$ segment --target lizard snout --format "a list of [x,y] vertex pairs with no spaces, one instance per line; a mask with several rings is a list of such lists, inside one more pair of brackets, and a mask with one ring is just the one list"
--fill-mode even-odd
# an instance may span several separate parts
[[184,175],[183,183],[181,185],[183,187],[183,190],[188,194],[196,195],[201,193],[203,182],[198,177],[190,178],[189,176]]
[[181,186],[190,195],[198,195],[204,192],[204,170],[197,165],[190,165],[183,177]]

### WORK INSTRUCTIONS
Look back at the records above. Repeat all of them exactly.

### YOUR SOLUTION
$ segment --target lizard snout --format "a list of [x,y] vertex pairs with no spaces, one instance per line; a mask with several rings is a list of such lists, inside one more pair of brackets, and a mask with one ring is just the one list"
--fill-mode even-odd
# an instance may span several separate parts
[[184,175],[183,183],[181,185],[183,187],[183,190],[188,194],[196,195],[201,193],[203,182],[198,177],[190,178],[189,176]]
[[181,186],[190,195],[198,195],[204,192],[204,170],[197,165],[190,165],[183,177]]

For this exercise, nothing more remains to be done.